▸ **Brief**
Return each line of the listing below that contains the string "POLYGON".

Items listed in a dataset
--- Start ---

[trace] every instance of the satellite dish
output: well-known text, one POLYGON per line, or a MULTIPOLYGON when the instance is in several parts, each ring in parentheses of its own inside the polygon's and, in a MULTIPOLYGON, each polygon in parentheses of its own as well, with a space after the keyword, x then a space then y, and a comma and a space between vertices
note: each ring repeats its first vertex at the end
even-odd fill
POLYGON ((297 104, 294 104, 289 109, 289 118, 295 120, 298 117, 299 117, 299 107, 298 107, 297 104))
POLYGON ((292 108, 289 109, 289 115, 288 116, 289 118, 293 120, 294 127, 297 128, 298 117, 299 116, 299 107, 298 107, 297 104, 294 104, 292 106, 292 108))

--- End ---

▸ **The response**
output: well-known text, one POLYGON per line, or a MULTIPOLYGON when the instance is in several parts, each ring in parentheses of its own inside the polygon's and, in a MULTIPOLYGON, each polygon in parentheses of its own as well, with a space after the keyword, x then a space then y, and a comma and a space between vertices
POLYGON ((297 104, 294 104, 289 109, 289 118, 295 120, 298 117, 299 117, 299 107, 298 107, 297 104))
POLYGON ((292 108, 289 109, 289 115, 288 116, 289 118, 293 120, 294 127, 297 128, 298 117, 299 116, 299 107, 298 107, 297 104, 294 104, 292 106, 292 108))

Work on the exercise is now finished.